* **Given records**:
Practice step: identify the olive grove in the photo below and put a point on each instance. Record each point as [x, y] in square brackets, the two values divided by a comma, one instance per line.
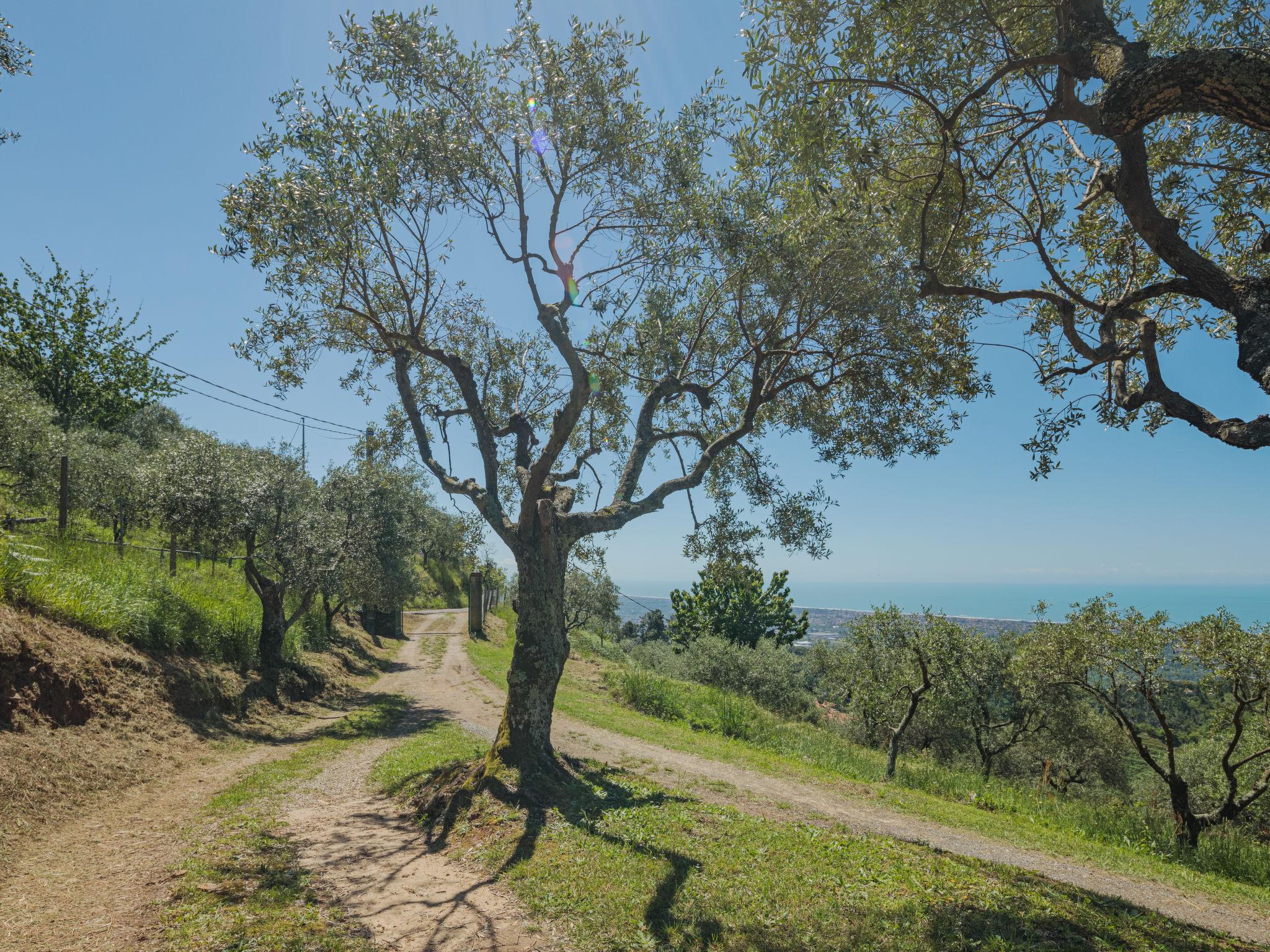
[681, 296]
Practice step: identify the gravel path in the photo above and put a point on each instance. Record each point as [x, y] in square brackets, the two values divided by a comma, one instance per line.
[367, 855]
[95, 884]
[478, 703]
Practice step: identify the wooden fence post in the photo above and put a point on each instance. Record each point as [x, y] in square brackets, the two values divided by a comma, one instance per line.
[475, 604]
[64, 494]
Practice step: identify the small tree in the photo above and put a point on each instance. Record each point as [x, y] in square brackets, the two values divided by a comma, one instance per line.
[652, 626]
[196, 489]
[892, 663]
[590, 602]
[111, 482]
[730, 602]
[982, 692]
[29, 439]
[14, 61]
[1132, 666]
[675, 316]
[81, 356]
[291, 542]
[384, 516]
[450, 537]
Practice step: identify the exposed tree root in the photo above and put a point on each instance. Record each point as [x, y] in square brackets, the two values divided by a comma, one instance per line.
[450, 792]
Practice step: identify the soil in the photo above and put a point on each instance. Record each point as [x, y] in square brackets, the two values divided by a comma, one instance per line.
[95, 883]
[478, 703]
[367, 855]
[93, 808]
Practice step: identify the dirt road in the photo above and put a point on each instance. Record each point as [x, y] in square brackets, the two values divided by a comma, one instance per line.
[95, 884]
[466, 696]
[366, 852]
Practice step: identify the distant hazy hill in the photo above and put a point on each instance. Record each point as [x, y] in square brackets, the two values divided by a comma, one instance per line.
[826, 622]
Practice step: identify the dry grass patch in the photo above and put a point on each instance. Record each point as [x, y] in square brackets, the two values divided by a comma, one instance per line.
[82, 716]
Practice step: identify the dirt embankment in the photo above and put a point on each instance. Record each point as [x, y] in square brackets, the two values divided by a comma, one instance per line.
[83, 718]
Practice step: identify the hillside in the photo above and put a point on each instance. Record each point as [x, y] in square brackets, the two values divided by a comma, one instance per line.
[84, 718]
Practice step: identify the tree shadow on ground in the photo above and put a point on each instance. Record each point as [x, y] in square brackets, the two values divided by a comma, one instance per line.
[962, 926]
[579, 794]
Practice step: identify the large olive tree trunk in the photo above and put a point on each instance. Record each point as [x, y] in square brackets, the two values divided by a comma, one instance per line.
[273, 626]
[538, 660]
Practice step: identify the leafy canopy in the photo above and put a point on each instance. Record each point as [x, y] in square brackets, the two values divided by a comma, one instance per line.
[1099, 172]
[671, 316]
[79, 355]
[732, 602]
[14, 60]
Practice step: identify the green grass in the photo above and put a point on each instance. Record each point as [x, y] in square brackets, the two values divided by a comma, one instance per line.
[1118, 838]
[133, 598]
[242, 886]
[621, 863]
[409, 763]
[443, 586]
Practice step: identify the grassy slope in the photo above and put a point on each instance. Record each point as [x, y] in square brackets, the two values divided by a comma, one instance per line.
[818, 756]
[243, 886]
[443, 587]
[201, 611]
[621, 863]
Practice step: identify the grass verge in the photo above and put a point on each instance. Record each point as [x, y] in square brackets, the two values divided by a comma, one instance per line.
[621, 863]
[815, 754]
[242, 886]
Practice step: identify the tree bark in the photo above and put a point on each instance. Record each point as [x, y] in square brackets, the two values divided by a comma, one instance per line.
[273, 626]
[538, 660]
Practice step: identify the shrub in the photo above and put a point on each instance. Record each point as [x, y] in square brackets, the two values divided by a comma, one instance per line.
[648, 692]
[766, 673]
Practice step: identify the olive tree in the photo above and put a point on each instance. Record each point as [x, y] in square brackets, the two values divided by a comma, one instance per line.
[291, 542]
[384, 514]
[1135, 666]
[111, 482]
[890, 664]
[79, 353]
[14, 61]
[590, 601]
[30, 442]
[985, 695]
[670, 316]
[196, 489]
[732, 602]
[1121, 150]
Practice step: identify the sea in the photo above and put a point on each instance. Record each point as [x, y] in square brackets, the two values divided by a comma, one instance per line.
[1184, 603]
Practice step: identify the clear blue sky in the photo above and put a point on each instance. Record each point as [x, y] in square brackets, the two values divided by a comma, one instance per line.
[133, 122]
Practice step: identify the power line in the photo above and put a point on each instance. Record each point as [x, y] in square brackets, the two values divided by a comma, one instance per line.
[596, 576]
[246, 397]
[186, 389]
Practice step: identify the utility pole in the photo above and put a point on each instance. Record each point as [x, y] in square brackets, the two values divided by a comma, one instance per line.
[64, 494]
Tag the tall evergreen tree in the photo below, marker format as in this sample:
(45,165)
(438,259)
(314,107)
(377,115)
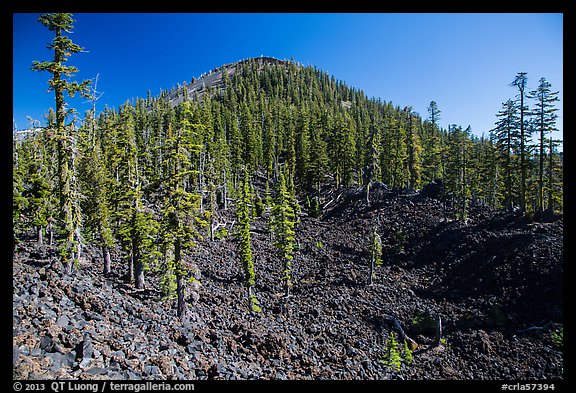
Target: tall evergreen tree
(244,244)
(506,137)
(63,47)
(181,206)
(282,225)
(544,118)
(520,82)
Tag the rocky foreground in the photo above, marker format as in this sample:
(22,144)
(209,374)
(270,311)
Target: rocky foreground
(495,281)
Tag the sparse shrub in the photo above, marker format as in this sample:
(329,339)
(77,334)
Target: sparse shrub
(407,354)
(399,238)
(423,324)
(221,233)
(392,357)
(254,304)
(557,337)
(258,206)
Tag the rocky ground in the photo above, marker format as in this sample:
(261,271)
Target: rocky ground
(495,281)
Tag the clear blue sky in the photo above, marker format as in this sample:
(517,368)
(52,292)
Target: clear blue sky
(465,62)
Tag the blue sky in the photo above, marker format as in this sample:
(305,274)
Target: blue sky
(465,62)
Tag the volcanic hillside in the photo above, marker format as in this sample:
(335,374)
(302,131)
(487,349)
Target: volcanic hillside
(496,283)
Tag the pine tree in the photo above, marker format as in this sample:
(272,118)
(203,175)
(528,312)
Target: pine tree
(544,118)
(375,252)
(414,150)
(506,137)
(180,207)
(282,225)
(392,358)
(318,156)
(520,82)
(244,245)
(63,47)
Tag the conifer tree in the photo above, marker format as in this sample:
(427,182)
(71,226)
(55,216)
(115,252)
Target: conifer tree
(63,47)
(506,138)
(180,207)
(520,82)
(544,118)
(375,252)
(414,150)
(244,245)
(282,225)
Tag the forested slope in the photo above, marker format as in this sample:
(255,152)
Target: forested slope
(269,221)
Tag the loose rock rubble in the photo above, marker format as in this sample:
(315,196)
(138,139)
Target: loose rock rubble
(490,280)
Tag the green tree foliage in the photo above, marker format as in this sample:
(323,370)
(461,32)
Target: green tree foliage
(520,82)
(375,252)
(506,137)
(282,225)
(244,246)
(180,213)
(63,47)
(392,358)
(544,119)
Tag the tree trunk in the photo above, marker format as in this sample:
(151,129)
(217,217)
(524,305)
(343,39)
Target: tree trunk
(107,261)
(138,270)
(522,156)
(50,234)
(130,276)
(438,338)
(181,307)
(370,278)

* **What is required**: The required output is the lines from the one containing "Tag the tall" through the end of the records above, reproduced exactly, with no pictures.

* **Answer**:
Tag the tall evergreen tree in the photo below, marker format as in this sample:
(45,165)
(438,259)
(314,107)
(377,115)
Target: tall evergreen tree
(244,244)
(506,137)
(63,47)
(181,206)
(282,225)
(544,118)
(520,82)
Tag the rocky foreground in the photo above, marker format as in this sample:
(22,144)
(209,374)
(270,311)
Target: rocky foreground
(495,281)
Tag the sparse shrub in the photo above, marker format as in this sample:
(329,339)
(77,334)
Target: sparse shrub
(407,354)
(399,238)
(423,324)
(221,233)
(392,357)
(254,304)
(557,337)
(258,206)
Tag the rocky ground in the photo above, marker format as in this sample:
(261,271)
Target: rocky ground
(495,281)
Tag the clear blue sky in the photo above, marker format as in this sample:
(517,368)
(52,292)
Target: clear blue sky
(465,62)
Tag the blue sky in the photo above, marker format as in this sample:
(305,274)
Target: blue sky
(465,62)
Tag the volcanic hillside in the photo above, marker format as in this sample:
(335,374)
(302,131)
(487,349)
Target: volcanic hillside
(496,283)
Tag the pine tree in the photo above, marker format as in this sample:
(272,118)
(203,175)
(528,312)
Target: pine tree
(544,118)
(375,252)
(414,150)
(506,137)
(180,207)
(282,225)
(392,358)
(318,156)
(520,82)
(244,245)
(63,47)
Tag the conifer tree in the photo above, marker format as in this sample:
(427,182)
(71,226)
(55,216)
(115,252)
Target: conifer tree
(63,47)
(506,138)
(180,207)
(520,82)
(544,118)
(375,252)
(414,150)
(244,245)
(282,225)
Tag the forested slope in the photo above, marker format as in this sample:
(255,152)
Target: forested slope
(269,221)
Tag the loose rock rubble in the photo above, marker format as in this sample:
(315,196)
(138,139)
Target: loose rock rubble
(490,280)
Tag the green tree foliage in the photo above, marker format as in this sample:
(323,370)
(461,32)
Target: green tree foliage
(520,82)
(375,252)
(506,137)
(282,225)
(244,246)
(180,213)
(63,47)
(392,358)
(544,119)
Tag the tree trunk in the photo above, marker format as in this sample:
(151,129)
(217,217)
(524,305)
(343,39)
Target: tree trunk
(107,261)
(138,270)
(522,156)
(50,234)
(130,276)
(438,338)
(181,307)
(370,278)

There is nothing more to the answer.